- Stated problem A -
Repeat the rows verbatim, starting with the line that contains "Scouting pass: put a marker on the person" and ending with the line that contains "271), (641, 278)]", including both of those lines.

- Document segment -

• • •

I have two rubber sanding cylinders with exchangeable sandpaper rings/cylinders, those things are fantastic. You can exert real pressure with them and they yield very precise results, especially when sanding down a rough cut blank (I use an electric saber saw for that) to its precise contours. I use an electric drill in a drill press to run them. SOme of the best tools I have ever bought.


----------



## rockslinger (Nov 16, 2010)

*Beautiful trees Henry!*
*I agree with mopper those sanding drums are great time saver on my drill press.*


----------



## Henry the Hermit (Jun 2, 2010)

I'm hoping to find those drums myself. For now the flaps are better than nothing.

Now for a major face-palm. I shouldn't even tell you guys this, but I have no shame, so I will anyway. About a year ago I bought a customer-return scroll saw for about half price. There was no book nor box, but it worked and looked new. I took it home and began using it. It worked ok on 1/4 inch plywood, but with anything bigger I simply could not cut a straight line. The blade seemed too loose to me, so I bought new blades and still had the same problem. I put it away, and only brought it out every once in a while. I would drag it out and try again, always with bad results. I was almost ready to give the POS away, but today decided to give it one more try. Same thing, so I got a new blade and while installing it, I noticed the threaded shaft below the tension lever. That's when I figured out how to adjust the blade tension. I now have a fine working scroll saw.


----------



## mopper (Nov 17, 2012)

I might have to look into this .... I too have a scroll saw that I never use because to wobbling blade currently makes it useless for anything except balsawood between 2 and 5mm


----------



## zwillie (Nov 5, 2012)

Hi,
I have a bandsaw from 1922 and it still works fine for me.
I can cut the 10mm alu cores in 5 minutes with very less waste.
I got a small bandsaw (113" bandlength) for fine work.
And a bigger one (250" bandlength) for straight cuts and cutting veneer.
zwillie


----------



## Knoll (Nov 10, 2011)

Henry in Panama said:


> I'm hoping to find those drums myself. For now the flaps are better than nothing.
> 
> Now for a major face-palm. I shouldn't even tell you guys this, but I have no shame, so I will anyway. About a year ago I bought a customer-return scroll saw for about half price. There was no book nor box, but it worked and looked new. I took it home and began using it. It worked ok on 1/4 inch plywood, but with anything bigger I simply could not cut a straight line. The blade seemed too loose to me, so I bought new blades and still had the same problem. I put it away, and only brought it out every once in a while. I would drag it out and try again, always with bad results. I was almost ready to give the POS away, but today decided to give it one more try. Same thing, so I got a new blade and while installing it, I noticed the threaded shaft below the tension lever. That's when I figured out how to adjust the blade tension. I now have a fine working scroll saw.

• • •

[Excerpts from a point labeling dataset]
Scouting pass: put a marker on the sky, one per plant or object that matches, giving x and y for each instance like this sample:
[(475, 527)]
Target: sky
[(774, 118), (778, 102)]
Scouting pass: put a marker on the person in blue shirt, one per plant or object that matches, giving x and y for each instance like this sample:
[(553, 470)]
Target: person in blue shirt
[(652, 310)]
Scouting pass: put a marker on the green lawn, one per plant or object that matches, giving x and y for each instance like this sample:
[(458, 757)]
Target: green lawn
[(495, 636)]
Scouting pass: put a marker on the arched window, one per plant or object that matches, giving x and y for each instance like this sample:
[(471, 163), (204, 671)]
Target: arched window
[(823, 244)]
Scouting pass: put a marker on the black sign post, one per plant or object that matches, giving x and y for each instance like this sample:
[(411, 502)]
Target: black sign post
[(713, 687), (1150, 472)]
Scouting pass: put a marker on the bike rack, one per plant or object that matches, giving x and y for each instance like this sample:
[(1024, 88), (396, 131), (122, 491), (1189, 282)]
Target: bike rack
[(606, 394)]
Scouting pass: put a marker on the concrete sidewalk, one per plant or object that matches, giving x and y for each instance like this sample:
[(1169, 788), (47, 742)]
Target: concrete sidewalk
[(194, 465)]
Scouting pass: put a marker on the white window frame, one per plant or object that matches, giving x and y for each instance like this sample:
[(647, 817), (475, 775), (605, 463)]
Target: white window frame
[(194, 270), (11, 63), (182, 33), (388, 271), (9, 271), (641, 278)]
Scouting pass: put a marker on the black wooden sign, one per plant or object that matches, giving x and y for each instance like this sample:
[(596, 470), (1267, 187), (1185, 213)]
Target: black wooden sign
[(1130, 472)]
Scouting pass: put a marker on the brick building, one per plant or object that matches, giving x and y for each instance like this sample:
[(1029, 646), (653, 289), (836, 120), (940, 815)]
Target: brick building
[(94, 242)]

• • •

- Stated problem B -
From the forum thread, copy word for word the part that begins with the words "I can cut the" and ends with the words "and cutting veneer.".

- Worked answer A -
Scouting pass: put a marker on the person in blue shirt, one per plant or object that matches, giving x and y for each instance like this sample:
[(553, 470)]
Target: person in blue shirt
[(652, 310)]
Scouting pass: put a marker on the green lawn, one per plant or object that matches, giving x and y for each instance like this sample:
[(458, 757)]
Target: green lawn
[(495, 636)]
Scouting pass: put a marker on the arched window, one per plant or object that matches, giving x and y for each instance like this sample:
[(471, 163), (204, 671)]
Target: arched window
[(823, 244)]
Scouting pass: put a marker on the black sign post, one per plant or object that matches, giving x and y for each instance like this sample:
[(411, 502)]
Target: black sign post
[(713, 687), (1150, 472)]
Scouting pass: put a marker on the bike rack, one per plant or object that matches, giving x and y for each instance like this sample:
[(1024, 88), (396, 131), (122, 491), (1189, 282)]
Target: bike rack
[(606, 394)]
Scouting pass: put a marker on the concrete sidewalk, one per plant or object that matches, giving x and y for each instance like this sample:
[(1169, 788), (47, 742)]
Target: concrete sidewalk
[(194, 465)]
Scouting pass: put a marker on the white window frame, one per plant or object that matches, giving x and y for each instance like this sample:
[(647, 817), (475, 775), (605, 463)]
Target: white window frame
[(194, 270), (11, 63), (182, 33), (388, 271), (9, 271), (641, 278)]

- Worked answer B -
I can cut the 10mm alu cores in 5 minutes with very less waste.
I got a small bandsaw (113" bandlength) for fine work.
And a bigger one (250" bandlength) for straight cuts and cutting veneer.